Extracted data entries
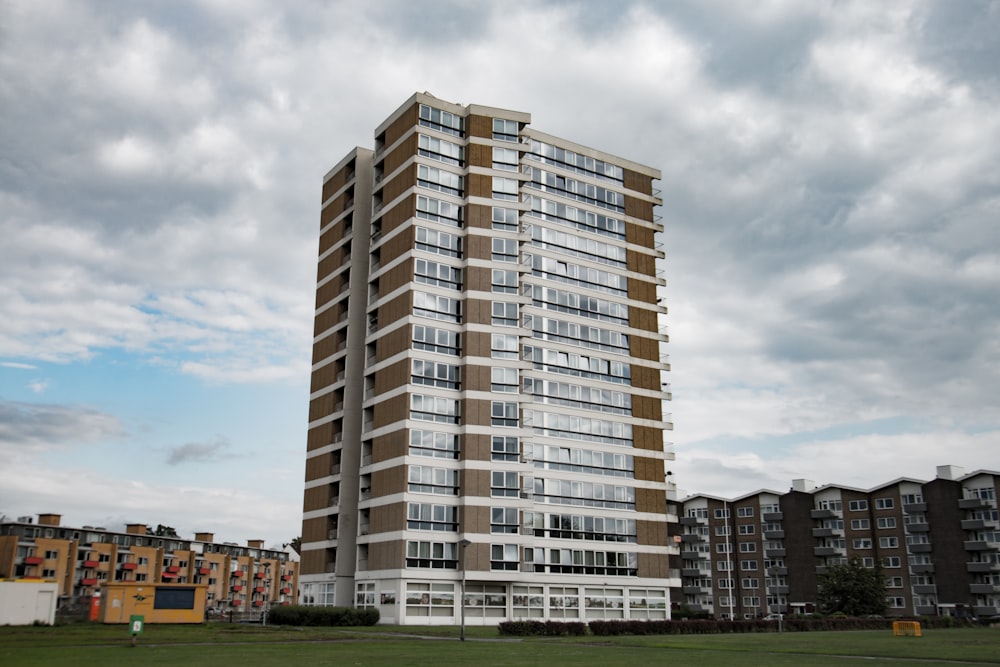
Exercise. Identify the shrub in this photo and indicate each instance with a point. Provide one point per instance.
(300, 615)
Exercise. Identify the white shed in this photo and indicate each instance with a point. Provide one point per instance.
(24, 602)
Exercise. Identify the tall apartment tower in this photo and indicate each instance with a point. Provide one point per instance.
(488, 379)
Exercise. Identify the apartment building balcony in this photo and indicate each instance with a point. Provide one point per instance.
(984, 589)
(982, 566)
(826, 532)
(980, 545)
(827, 551)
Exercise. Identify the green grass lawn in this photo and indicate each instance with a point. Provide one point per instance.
(249, 646)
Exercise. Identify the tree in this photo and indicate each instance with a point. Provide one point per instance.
(852, 589)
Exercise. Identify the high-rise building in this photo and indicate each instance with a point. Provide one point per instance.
(488, 379)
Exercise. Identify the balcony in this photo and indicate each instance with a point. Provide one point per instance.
(976, 566)
(827, 551)
(984, 589)
(980, 545)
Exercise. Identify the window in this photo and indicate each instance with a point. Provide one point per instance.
(503, 379)
(439, 243)
(504, 219)
(443, 121)
(504, 413)
(441, 150)
(504, 188)
(504, 281)
(426, 516)
(504, 485)
(425, 479)
(441, 180)
(503, 557)
(505, 158)
(504, 314)
(431, 555)
(434, 408)
(433, 444)
(503, 520)
(505, 448)
(436, 340)
(437, 307)
(503, 346)
(505, 130)
(435, 374)
(437, 274)
(504, 250)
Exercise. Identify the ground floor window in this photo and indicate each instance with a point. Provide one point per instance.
(430, 599)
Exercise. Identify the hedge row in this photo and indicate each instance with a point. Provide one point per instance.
(300, 615)
(545, 629)
(711, 627)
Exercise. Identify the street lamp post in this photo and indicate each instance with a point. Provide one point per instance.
(463, 544)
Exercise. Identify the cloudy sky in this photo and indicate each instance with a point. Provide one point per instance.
(831, 187)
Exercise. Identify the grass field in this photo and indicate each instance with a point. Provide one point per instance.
(250, 646)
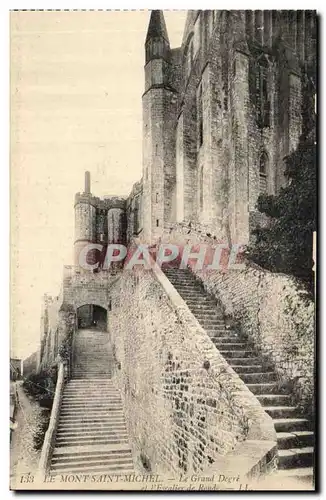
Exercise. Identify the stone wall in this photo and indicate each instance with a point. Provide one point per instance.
(185, 407)
(272, 309)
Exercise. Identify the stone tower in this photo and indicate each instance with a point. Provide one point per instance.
(159, 108)
(85, 219)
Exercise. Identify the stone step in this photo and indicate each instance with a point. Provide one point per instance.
(199, 301)
(89, 412)
(79, 451)
(125, 461)
(84, 419)
(234, 346)
(263, 388)
(271, 399)
(286, 440)
(84, 395)
(259, 377)
(223, 339)
(296, 457)
(291, 424)
(216, 332)
(281, 411)
(203, 307)
(87, 427)
(245, 361)
(301, 473)
(78, 401)
(86, 403)
(95, 381)
(92, 437)
(66, 456)
(246, 368)
(91, 433)
(246, 353)
(97, 413)
(86, 442)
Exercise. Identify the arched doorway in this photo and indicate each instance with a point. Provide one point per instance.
(92, 316)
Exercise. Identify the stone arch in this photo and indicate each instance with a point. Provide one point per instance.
(92, 316)
(100, 302)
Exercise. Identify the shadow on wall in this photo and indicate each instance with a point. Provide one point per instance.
(92, 316)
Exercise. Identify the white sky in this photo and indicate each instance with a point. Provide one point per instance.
(76, 85)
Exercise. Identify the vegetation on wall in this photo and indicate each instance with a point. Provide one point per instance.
(286, 244)
(41, 386)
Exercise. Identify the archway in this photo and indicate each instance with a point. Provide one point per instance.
(92, 316)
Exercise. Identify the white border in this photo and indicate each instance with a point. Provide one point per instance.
(5, 6)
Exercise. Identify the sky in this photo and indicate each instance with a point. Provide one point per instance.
(76, 85)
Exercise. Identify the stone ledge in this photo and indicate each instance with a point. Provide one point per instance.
(261, 434)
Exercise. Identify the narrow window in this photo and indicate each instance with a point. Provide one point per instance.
(262, 98)
(249, 23)
(200, 116)
(263, 160)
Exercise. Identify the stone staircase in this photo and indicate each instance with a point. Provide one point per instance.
(91, 435)
(295, 437)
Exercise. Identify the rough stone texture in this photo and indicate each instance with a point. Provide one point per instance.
(272, 309)
(185, 407)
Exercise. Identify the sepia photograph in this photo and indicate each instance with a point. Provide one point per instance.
(163, 205)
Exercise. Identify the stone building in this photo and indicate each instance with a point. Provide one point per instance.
(220, 113)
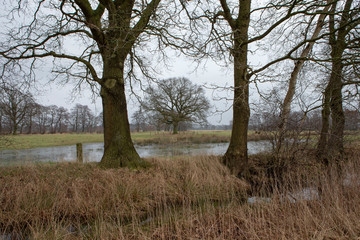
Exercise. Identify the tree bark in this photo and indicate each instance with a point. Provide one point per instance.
(286, 106)
(335, 142)
(119, 150)
(175, 127)
(325, 123)
(236, 156)
(334, 147)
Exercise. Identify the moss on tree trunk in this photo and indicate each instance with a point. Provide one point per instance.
(119, 150)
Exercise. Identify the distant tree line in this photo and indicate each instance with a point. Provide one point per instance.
(269, 121)
(21, 114)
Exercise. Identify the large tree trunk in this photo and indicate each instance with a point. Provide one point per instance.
(335, 142)
(175, 127)
(286, 106)
(325, 123)
(335, 147)
(236, 156)
(119, 150)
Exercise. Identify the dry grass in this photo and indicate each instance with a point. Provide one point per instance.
(175, 199)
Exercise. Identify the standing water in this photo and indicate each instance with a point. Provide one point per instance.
(93, 152)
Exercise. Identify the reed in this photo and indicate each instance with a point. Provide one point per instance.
(180, 198)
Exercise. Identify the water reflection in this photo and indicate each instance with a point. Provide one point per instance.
(93, 152)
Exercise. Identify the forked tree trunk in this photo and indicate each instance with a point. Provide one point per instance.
(286, 106)
(334, 147)
(325, 123)
(175, 127)
(119, 150)
(236, 156)
(335, 142)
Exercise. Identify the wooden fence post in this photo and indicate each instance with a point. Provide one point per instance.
(79, 155)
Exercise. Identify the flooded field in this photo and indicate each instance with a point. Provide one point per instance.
(94, 151)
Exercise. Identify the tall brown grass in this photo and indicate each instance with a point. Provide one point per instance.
(185, 198)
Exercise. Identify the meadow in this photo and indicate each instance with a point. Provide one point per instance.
(180, 197)
(24, 141)
(183, 198)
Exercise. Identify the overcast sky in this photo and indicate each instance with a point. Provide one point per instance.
(208, 74)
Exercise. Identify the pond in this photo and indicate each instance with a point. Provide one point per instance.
(93, 152)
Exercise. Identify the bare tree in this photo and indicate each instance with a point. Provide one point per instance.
(139, 119)
(110, 31)
(235, 25)
(15, 104)
(286, 105)
(344, 44)
(177, 100)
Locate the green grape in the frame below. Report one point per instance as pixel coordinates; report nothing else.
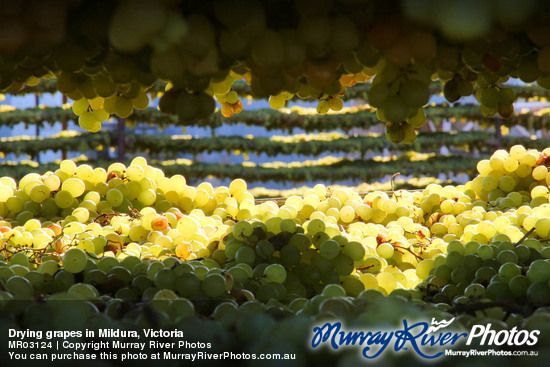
(20, 287)
(329, 249)
(385, 250)
(64, 199)
(476, 291)
(245, 255)
(355, 250)
(290, 255)
(83, 291)
(507, 271)
(518, 285)
(74, 260)
(275, 273)
(539, 271)
(74, 186)
(242, 230)
(114, 197)
(165, 279)
(214, 285)
(188, 284)
(316, 226)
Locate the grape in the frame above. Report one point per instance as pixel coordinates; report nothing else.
(214, 285)
(74, 260)
(275, 273)
(74, 186)
(539, 270)
(245, 255)
(329, 249)
(385, 250)
(20, 287)
(63, 199)
(316, 226)
(508, 271)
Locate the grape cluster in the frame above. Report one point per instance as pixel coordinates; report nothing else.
(298, 50)
(128, 239)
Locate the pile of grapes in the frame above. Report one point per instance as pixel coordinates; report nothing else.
(130, 248)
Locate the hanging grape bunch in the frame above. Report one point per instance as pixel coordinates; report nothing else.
(303, 50)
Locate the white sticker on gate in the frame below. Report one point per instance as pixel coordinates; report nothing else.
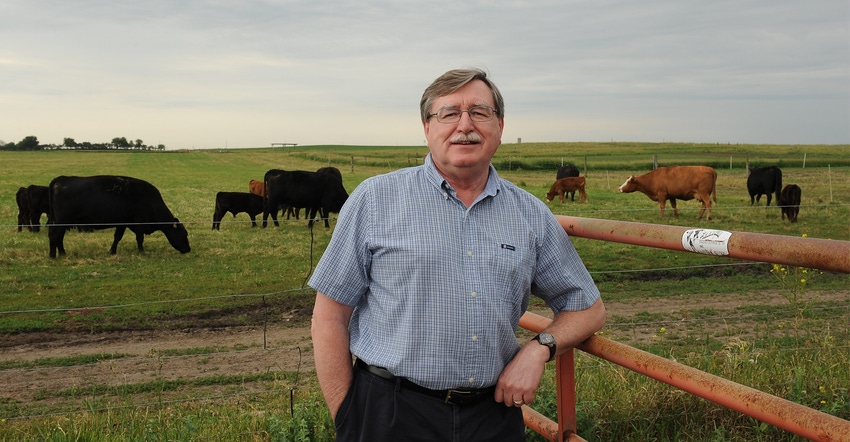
(706, 241)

• AIM OF THE TASK
All lines from the line containing "Locate the grape in" through the end of the listing above are to be given again exactly; pictures are not part of the copy.

• TASK OUTPUT
Locate the grape in the frame above. Report one point per instance as pixel coordinates; report nothing else.
(214, 285)
(74, 260)
(275, 273)
(74, 186)
(539, 270)
(245, 255)
(329, 249)
(385, 250)
(20, 287)
(63, 199)
(316, 226)
(508, 271)
Locate the grape cluster in the frame above. Report one point per instance as pixel coordinates; report nothing else.
(298, 50)
(128, 239)
Locate the pile of grapes in the frame above. Report one point per instance as pixel coordinates; report nothing else.
(130, 248)
Locate the hanging grape bunch in the frame above. Report one point per instance as pixel coordinates; report nothing else.
(303, 50)
Locate the white sticker on gate in the frame below. Report one point per instance as pixel coordinates; report nothing else.
(706, 241)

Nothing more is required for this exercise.